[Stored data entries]
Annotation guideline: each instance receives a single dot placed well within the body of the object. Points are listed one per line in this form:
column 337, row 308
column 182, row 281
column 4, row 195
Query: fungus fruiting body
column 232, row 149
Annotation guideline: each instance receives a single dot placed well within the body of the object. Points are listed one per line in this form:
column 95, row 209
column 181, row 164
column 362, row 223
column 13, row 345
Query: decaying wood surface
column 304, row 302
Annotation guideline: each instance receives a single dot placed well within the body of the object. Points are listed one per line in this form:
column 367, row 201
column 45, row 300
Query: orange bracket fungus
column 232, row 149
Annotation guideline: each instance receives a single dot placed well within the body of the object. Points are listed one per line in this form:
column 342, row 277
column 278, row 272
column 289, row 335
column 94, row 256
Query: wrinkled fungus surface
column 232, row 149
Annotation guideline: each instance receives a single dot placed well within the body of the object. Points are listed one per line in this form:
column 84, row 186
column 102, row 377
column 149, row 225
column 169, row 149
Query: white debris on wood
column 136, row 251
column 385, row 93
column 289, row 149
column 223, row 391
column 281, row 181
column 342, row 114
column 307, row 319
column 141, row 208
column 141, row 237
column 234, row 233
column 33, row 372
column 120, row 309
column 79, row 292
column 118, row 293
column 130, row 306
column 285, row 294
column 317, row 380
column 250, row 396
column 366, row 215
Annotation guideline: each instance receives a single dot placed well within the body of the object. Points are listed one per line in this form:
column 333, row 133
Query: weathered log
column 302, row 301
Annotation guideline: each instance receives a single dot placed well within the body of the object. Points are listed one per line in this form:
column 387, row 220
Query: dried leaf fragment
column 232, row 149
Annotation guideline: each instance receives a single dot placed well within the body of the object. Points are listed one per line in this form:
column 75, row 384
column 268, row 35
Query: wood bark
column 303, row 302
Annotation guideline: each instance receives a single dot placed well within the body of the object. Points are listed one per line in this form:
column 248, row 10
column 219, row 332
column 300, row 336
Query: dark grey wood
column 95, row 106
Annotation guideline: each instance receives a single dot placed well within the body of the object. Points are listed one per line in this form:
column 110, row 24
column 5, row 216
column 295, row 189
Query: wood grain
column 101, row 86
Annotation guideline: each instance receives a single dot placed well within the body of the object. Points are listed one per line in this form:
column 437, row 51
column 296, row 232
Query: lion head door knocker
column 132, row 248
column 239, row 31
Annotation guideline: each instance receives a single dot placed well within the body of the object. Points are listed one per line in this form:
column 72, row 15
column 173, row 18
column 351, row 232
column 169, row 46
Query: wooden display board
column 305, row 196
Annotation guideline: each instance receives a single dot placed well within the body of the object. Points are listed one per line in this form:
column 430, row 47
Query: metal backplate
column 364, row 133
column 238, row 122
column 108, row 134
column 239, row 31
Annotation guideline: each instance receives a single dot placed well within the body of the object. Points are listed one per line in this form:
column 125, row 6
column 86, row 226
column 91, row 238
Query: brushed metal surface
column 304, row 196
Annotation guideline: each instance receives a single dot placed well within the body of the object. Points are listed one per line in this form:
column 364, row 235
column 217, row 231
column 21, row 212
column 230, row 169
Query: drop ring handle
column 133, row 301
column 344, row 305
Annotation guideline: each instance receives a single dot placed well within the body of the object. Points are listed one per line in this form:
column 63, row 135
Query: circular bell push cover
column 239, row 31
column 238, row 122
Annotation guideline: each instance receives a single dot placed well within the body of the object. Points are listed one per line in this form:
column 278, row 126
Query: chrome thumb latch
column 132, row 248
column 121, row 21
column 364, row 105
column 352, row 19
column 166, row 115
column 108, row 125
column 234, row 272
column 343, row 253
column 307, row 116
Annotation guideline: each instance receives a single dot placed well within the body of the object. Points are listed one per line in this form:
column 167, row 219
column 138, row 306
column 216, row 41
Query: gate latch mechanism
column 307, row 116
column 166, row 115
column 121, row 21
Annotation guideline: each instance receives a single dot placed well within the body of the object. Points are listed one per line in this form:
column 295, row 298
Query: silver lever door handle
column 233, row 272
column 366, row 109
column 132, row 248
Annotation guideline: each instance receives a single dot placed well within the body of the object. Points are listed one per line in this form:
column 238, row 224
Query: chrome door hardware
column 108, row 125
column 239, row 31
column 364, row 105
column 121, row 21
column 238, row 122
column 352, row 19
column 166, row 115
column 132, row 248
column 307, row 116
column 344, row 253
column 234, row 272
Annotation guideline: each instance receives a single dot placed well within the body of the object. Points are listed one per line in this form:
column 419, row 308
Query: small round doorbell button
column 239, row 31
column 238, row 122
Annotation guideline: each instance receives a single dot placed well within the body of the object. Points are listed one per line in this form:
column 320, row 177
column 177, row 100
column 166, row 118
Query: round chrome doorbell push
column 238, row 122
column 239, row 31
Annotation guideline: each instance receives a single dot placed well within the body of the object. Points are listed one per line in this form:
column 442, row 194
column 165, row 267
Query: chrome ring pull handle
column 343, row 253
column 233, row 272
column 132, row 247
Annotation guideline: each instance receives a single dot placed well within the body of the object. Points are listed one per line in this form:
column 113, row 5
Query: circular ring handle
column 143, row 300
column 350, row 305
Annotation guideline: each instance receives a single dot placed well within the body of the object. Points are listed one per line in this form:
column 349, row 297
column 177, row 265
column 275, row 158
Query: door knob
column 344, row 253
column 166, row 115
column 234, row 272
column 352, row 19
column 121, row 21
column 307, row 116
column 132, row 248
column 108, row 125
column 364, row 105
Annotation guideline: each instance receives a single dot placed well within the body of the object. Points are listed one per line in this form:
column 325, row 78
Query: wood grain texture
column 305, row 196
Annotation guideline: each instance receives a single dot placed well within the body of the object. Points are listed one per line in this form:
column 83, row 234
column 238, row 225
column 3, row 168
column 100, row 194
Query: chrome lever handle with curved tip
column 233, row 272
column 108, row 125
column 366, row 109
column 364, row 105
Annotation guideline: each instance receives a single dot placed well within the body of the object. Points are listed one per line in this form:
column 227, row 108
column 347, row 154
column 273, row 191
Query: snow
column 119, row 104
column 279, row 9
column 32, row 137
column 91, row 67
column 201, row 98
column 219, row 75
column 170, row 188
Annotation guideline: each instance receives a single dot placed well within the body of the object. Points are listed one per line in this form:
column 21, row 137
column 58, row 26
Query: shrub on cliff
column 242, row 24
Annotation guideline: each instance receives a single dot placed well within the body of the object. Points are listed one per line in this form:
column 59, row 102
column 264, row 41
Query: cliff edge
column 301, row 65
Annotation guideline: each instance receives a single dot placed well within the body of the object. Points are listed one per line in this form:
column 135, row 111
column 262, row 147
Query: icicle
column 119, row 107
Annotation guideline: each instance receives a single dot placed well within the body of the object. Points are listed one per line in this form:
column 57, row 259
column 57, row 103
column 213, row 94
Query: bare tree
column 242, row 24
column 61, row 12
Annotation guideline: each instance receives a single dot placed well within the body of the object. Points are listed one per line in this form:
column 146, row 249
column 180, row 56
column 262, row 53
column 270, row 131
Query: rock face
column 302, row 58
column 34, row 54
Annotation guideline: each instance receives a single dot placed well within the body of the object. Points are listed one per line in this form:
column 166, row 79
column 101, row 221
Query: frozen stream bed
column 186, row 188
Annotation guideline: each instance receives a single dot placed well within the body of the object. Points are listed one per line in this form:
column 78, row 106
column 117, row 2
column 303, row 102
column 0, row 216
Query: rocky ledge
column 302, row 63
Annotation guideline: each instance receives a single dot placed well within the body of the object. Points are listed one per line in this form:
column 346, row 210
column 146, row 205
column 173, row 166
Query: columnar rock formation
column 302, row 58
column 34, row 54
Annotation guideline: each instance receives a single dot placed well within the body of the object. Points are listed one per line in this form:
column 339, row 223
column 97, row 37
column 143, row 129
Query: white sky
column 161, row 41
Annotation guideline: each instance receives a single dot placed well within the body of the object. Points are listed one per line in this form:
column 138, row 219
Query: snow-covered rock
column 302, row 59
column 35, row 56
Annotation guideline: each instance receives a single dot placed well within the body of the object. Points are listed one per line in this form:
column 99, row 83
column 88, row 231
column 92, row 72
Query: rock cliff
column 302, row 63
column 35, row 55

* * *

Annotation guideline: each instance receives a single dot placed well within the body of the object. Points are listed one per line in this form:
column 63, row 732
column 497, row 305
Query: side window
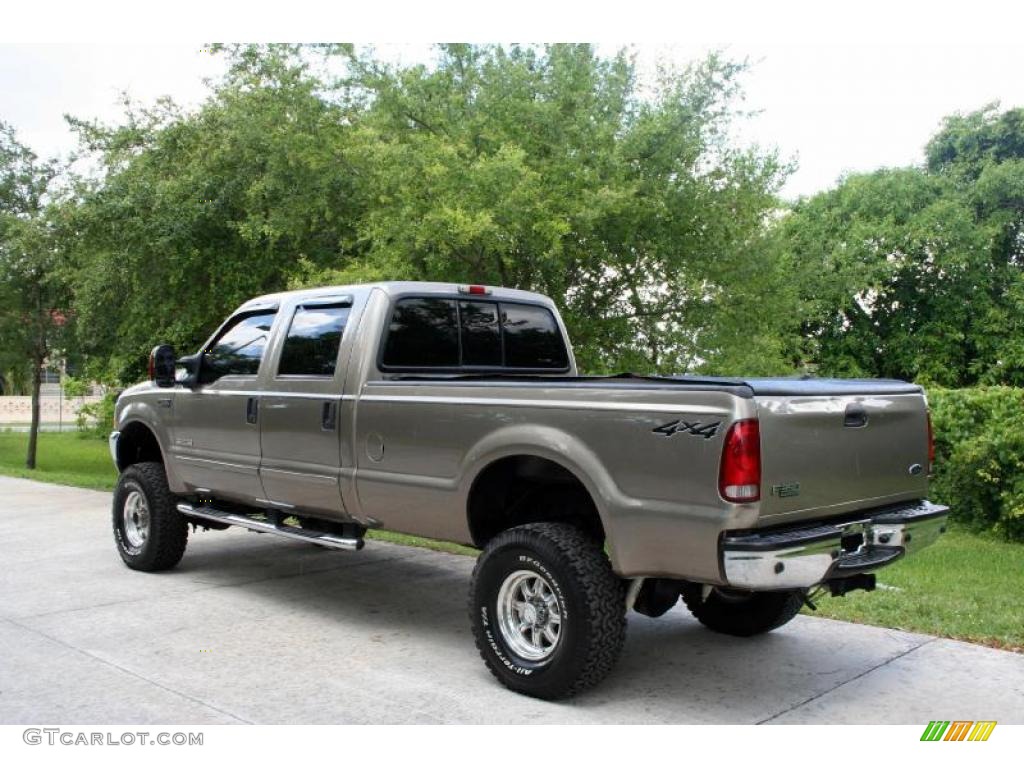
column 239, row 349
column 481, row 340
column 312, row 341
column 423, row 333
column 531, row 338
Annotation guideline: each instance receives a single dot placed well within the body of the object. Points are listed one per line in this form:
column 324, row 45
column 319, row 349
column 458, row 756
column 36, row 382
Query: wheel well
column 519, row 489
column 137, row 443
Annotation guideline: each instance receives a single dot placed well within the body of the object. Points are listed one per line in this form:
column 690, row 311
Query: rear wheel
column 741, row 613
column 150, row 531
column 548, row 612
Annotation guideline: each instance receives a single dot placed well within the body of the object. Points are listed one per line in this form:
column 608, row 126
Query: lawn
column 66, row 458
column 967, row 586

#### [EXERCISE OBJECTIVE]
Among the entries above, the line containing "Query: silver lever door handle", the line containing "column 177, row 100", and all lines between them are to be restated word for word; nothing else belongs in the reply.

#### [RESULT OF THE TASK]
Query: silver lever door handle
column 233, row 272
column 366, row 109
column 132, row 248
Annotation guideline: each instance receives a single dot placed well within the body of the object. Points are listed one per line in this form:
column 238, row 224
Query: chrome door hardware
column 108, row 125
column 239, row 31
column 364, row 105
column 121, row 21
column 238, row 122
column 352, row 19
column 166, row 115
column 132, row 248
column 307, row 116
column 344, row 253
column 234, row 272
Annotation guideline: each instance receives a single dot placed well within the body of the object. Points are listed one per line in this form:
column 419, row 308
Query: small round doorbell button
column 239, row 31
column 238, row 122
Annotation guideline: each instance receives a single dot placed well within the body of the object. Points are listed one per line in this form:
column 320, row 177
column 177, row 100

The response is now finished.